[Consigne donnée 1]:
Répondez à ces questions sur le texte consacré aux personnages de méchants :
(a) Quelle chaîne Benjamin Patinaud a-t-il créée ?
(b) Qui a créé les X-Men ?
(c) Qu'interdit le code moral qui régule les BD populaires ?
[Consigne donnée 2]:
Prolongez le texte sur les personnages de méchants en reprenant après sa dernière phrase.

[Extrait fourni]:

* * * * * * * * *

Les personnages de méchants

Publié le 20 Février 2025

Les personnages de méchants

La culture populaire propose toute une galerie de personnages manichéens. Dictateurs, terroristes illuminés, criminels sans foi ni loi et génies du mal en tout genre deviennent des piliers indéboulonnables dans des aventures spectaculaires. Pourtant, tout le monde aime les méchants. Ils se révèlent souvent plus drôles, plus tragiques, plus touchants que les héros érigés en parangon de vertu. Ces personnages semblent inventifs et charismatiques car ils ne s’enferment pas dans des normes esthétiques et morales. Meilleur est le méchant, meilleur est le film.

Certains personnages semblent même plus complexes et ambigües qu’une incarnation du Mal assoiffée de richesses et de pouvoir. Certains méchants ne veulent pas détruire le monde, mais au contraire le changer. Ils veulent retourner la table et bousculer le statu quo. Ils se livrent à des actes condamnables, mais au nom d’une cause supérieure et d’un objectif louable. La culture populaire reflète nos sociétés et nos visions du monde. Elle alimente les représentations partagées et les imaginaires collectifs. Benjamin Patinaud, créateur de la chaîne Bolchegeek, explore ces figures de méchants dans le livre Le syndrôme Magneto.

 

Magneto apparaît comme le méchant le plus puissant et le plus extravagant de la pop culture. En 1963, le mouvement des droits civiques lutte pour la fin des discriminations envers les Afro-américains ainsi que pour l’égalité dans les domaines de l’emploi, du logement ou de la santé. C’est dans ce contexte que sont créés les X-Men par Stan Lee et Jack Kirby. Ce nouveau comics est lancé par Marvel, le grand rival de DC Comics. Un code moral régule les BD populaires à l’image du code Hays dans le cinéma. Le crime et le sexe sont proscrits tandis que la censure règne.

* * * * * * * * *

[Données brutes]:

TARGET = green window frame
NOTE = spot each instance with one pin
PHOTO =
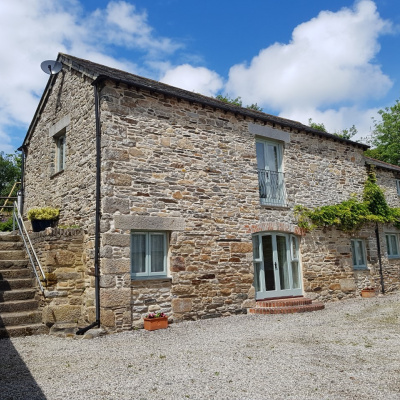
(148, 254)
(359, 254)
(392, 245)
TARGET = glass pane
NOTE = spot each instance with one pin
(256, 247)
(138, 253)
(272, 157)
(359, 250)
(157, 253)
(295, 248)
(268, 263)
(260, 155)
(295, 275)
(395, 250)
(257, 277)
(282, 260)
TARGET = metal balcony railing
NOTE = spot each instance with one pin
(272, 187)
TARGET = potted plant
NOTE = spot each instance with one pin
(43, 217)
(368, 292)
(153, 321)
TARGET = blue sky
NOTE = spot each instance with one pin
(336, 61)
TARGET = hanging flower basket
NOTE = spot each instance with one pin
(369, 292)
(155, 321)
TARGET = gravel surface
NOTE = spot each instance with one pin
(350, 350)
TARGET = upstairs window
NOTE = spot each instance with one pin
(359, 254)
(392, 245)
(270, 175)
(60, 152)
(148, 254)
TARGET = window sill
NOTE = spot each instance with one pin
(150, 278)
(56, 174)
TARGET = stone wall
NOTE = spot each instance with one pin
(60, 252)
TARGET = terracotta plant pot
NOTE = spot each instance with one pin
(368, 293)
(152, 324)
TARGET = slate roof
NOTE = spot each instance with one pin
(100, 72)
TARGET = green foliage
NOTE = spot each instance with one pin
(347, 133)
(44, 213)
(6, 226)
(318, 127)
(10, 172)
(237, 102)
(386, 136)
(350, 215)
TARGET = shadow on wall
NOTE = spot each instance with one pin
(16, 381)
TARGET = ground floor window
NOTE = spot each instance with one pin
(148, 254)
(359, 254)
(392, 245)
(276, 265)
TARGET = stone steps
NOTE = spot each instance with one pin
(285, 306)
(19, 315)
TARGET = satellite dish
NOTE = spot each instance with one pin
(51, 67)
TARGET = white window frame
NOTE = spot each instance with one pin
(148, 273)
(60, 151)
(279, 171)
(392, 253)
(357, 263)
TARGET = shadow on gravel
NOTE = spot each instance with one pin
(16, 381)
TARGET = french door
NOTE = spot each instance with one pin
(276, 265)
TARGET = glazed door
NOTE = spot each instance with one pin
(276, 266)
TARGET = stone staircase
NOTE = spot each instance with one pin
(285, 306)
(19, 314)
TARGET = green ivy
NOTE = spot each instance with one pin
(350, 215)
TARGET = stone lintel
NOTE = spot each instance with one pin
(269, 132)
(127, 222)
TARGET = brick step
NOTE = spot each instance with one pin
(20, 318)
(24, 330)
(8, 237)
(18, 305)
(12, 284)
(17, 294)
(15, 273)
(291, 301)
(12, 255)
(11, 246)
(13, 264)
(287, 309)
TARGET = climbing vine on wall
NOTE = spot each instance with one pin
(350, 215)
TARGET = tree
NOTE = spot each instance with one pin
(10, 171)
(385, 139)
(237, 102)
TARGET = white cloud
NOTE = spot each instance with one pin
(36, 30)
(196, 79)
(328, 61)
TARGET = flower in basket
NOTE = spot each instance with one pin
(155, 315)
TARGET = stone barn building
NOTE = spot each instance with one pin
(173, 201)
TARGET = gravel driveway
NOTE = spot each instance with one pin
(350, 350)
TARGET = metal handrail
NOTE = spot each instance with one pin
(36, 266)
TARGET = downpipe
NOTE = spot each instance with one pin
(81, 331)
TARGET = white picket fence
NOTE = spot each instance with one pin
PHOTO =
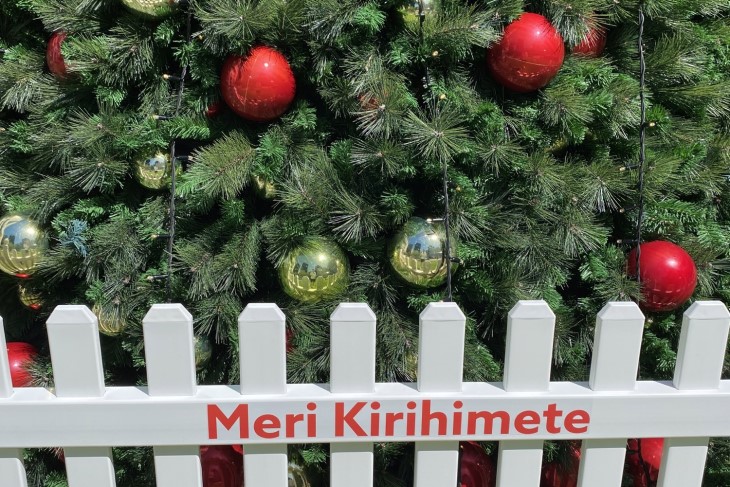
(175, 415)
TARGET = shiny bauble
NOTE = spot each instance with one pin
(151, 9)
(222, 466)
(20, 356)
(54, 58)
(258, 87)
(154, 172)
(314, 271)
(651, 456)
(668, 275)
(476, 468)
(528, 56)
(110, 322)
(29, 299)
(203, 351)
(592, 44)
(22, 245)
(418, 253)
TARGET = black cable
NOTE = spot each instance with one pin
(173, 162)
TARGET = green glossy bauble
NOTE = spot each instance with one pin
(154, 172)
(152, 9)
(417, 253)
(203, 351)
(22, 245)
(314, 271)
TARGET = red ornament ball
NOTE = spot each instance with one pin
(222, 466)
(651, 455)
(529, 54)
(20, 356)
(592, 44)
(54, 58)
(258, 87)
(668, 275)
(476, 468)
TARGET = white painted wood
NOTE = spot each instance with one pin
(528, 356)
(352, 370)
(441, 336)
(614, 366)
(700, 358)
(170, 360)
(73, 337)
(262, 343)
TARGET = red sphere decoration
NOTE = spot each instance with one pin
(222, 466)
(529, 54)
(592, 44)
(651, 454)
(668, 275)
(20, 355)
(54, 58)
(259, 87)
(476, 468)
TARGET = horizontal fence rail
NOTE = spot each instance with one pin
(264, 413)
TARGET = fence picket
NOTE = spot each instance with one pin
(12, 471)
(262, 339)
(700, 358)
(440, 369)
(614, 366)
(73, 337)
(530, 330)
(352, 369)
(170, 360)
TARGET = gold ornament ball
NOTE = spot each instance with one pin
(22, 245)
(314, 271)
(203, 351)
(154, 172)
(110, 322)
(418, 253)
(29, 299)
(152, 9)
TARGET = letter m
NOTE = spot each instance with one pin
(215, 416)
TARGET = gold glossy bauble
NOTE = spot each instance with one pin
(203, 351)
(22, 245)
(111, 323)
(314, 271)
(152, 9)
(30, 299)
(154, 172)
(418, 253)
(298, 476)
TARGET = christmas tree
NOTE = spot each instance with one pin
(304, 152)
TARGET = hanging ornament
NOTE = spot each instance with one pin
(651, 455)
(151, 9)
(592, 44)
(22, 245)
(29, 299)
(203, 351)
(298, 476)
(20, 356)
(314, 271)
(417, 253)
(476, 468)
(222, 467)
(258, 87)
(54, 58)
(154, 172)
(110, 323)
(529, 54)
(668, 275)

* * * * * * * * *

[Résultat 1]:
(a) La chaîne Bolchegeek.
(b) Stan Lee et Jack Kirby.
(c) Le crime et le sexe.

[Résultat 2]:
Les X-Men apparaissent comme des mutants qui subissent le racisme et l’intolérance. Stan Lee et Jack Kirby, comme beaucoup d’artistes, sont issus de milieux de juifs immigrés d’Europe. Ils semblent plus progressistes et de gauche que le reste de la population. Surtout, l’expérience de l’antisémtisme fait écho à celle du racisme. Mais les mutants peuvent évoquer les diverses minorités discriminées et opprimées. Les X-Men s’apparentent à des Juifs marranes qui dissimulent leur vraie nature pour s’intégrer dans la société. 

 

 

                      

 

 

Divergences stratégiques

 

Les gentils mutants sont incarnés par le Professeur Xavier. En revanche, Magneto veut dominer le monde et peut apparaître comme un suprémaciste mutant. Mais ce clivage semble refléter une divergence de stratégie politique. « Ici, les gentils mutants sont des modérés et leurs adversaires sont des extrémistes qui ne valent pas mieux que leurs oppresseurs », indique Benjamin Patinaud. Comme beaucoup de super-héros, les X-Men revendiquent les valeurs de la démocratie libérale américaine pour lutter contre les injustices. En revanche, Magneto remet en cause la légitimité de l’ordre social.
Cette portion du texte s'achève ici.